= INSTRUÇÃO =
Repita, sem qualquer alteração, todas as linhas dos registros abaixo, deixando as imagens de fora da resposta.

= REGISTROS DE ENTRADA =
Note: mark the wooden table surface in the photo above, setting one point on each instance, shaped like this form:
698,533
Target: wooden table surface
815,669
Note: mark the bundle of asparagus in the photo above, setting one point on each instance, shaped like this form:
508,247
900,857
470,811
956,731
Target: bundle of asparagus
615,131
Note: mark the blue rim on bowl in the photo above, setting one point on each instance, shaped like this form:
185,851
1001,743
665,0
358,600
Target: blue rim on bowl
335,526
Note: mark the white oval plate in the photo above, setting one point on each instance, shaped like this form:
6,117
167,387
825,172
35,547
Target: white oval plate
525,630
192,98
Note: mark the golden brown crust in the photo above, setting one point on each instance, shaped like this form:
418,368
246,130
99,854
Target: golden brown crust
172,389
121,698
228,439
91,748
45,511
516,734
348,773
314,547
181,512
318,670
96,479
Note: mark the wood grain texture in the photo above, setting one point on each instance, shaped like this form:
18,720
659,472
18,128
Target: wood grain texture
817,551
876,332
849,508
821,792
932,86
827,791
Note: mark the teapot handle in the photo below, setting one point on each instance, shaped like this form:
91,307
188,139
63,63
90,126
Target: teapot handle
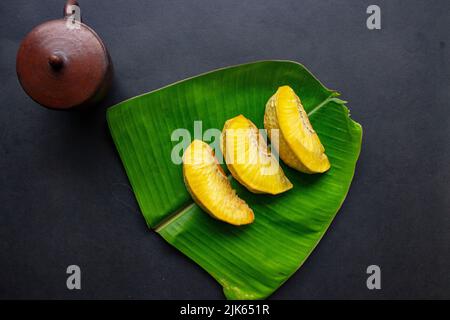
72,9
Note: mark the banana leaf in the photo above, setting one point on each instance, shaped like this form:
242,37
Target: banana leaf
250,262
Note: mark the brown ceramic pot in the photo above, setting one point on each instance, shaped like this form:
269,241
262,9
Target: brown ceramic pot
63,64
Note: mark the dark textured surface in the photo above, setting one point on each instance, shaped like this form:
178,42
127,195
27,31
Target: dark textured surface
65,198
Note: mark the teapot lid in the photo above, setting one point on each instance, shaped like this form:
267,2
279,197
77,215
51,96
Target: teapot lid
62,64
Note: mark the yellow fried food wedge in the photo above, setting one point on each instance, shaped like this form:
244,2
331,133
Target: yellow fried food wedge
248,159
299,145
210,188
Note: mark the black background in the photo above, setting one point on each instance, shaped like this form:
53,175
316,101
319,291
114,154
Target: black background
65,198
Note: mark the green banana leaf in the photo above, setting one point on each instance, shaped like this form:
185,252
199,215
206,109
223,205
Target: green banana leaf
250,262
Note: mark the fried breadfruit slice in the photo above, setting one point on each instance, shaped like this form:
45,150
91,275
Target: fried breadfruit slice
210,188
249,160
299,145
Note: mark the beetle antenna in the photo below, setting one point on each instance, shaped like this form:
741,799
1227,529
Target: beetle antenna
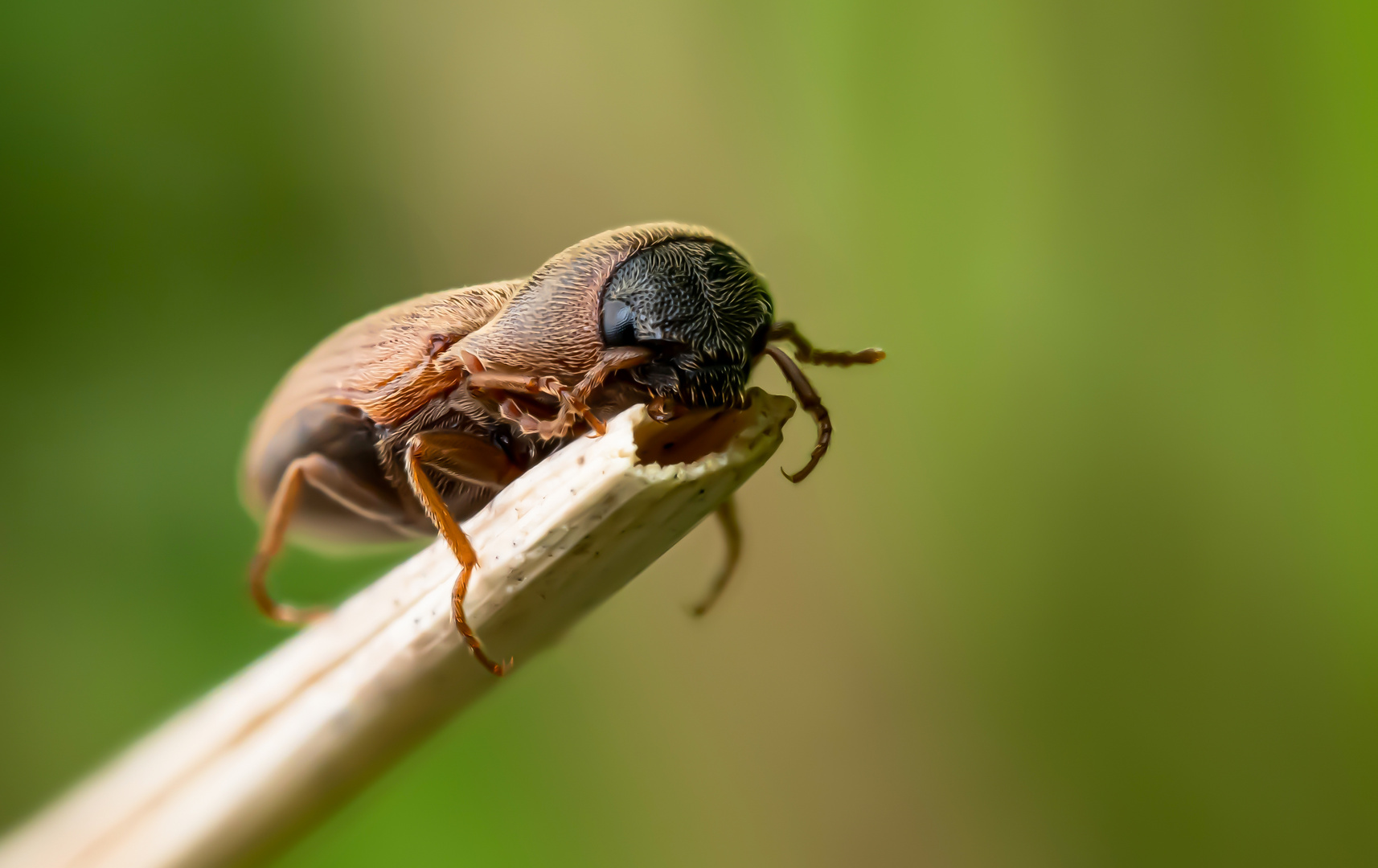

= RESPOSTA =
Note: mark the wooden table surface in the photo above, setting one point on each instance, shaped like this form:
698,533
Target: wooden table surface
815,669
Note: mark the bundle of asparagus in the photo above, setting one point on each instance, shaped like this form:
508,247
900,857
470,811
956,731
Target: bundle of asparagus
615,131
Note: mark the blue rim on bowl in the photo above, setting one point on each instance, shaped like this form:
185,851
1001,743
665,0
358,600
Target: blue rim on bowl
335,526
Note: mark the white oval plate in the photo above, setting one point on each instance, shaped like this form:
6,117
167,387
825,172
35,547
Target: white oval plate
525,630
192,98
Note: mark the golden brown crust in the photo above, setting one point on each instance, shaped like this form:
418,368
246,130
99,854
Target: golden brown crust
172,389
121,698
228,439
91,748
45,511
516,734
348,773
314,547
181,512
318,670
96,479
Note: mark the wood grain texture in the photo above, setting one point on each instance, shaped like this form:
18,720
659,472
18,128
Target: wood grain texture
817,551
876,332
849,508
821,792
932,86
827,791
Note: mark the teapot handle in the photo below, setting one point on each instance, shaped like this form:
91,307
188,139
63,63
90,126
Target: teapot handle
72,9
Note: mark the banana leaf in the photo above, setting one point on each instance, shaped like this form:
242,37
Target: banana leaf
250,262
Note: mark the brown ceramic pot in the photo above, setting one point on each instance, shaped like this form:
269,241
262,9
Target: brown ceramic pot
63,64
Note: mark the dark textured surface in the photo above, setting one point on each instance, shaped like this form:
178,42
127,195
27,31
Target: dark textured surface
65,198
Note: mark the teapot lid in the photo above, setting one point on each instance, shaped like this form:
267,2
279,197
77,215
51,96
Target: teapot lid
62,64
Note: mark the yellow fried food wedge in the photo above, setting one point on each instance, shaped like this form:
244,2
331,133
Target: yellow fried food wedge
248,159
299,145
210,188
Note: mark the black background in the photo above, setting one point on each instance, shaped like this form:
53,175
316,101
319,291
114,154
Target: black background
65,198
Note: mark the green banana leaf in the photo above, setting one point on each instance, shaped like this form:
185,252
199,215
206,109
223,205
Target: green banana leaf
250,262
Note: mark the fried breadfruit slice in the photo above, setting one point on each instance, shaped like this form:
45,150
91,275
Target: fried breadfruit slice
210,188
249,160
299,145
Note: mark the beetle antenna in the photo below, setting one point on each instance, shaped like this form:
741,799
1227,529
Target: beetle antenna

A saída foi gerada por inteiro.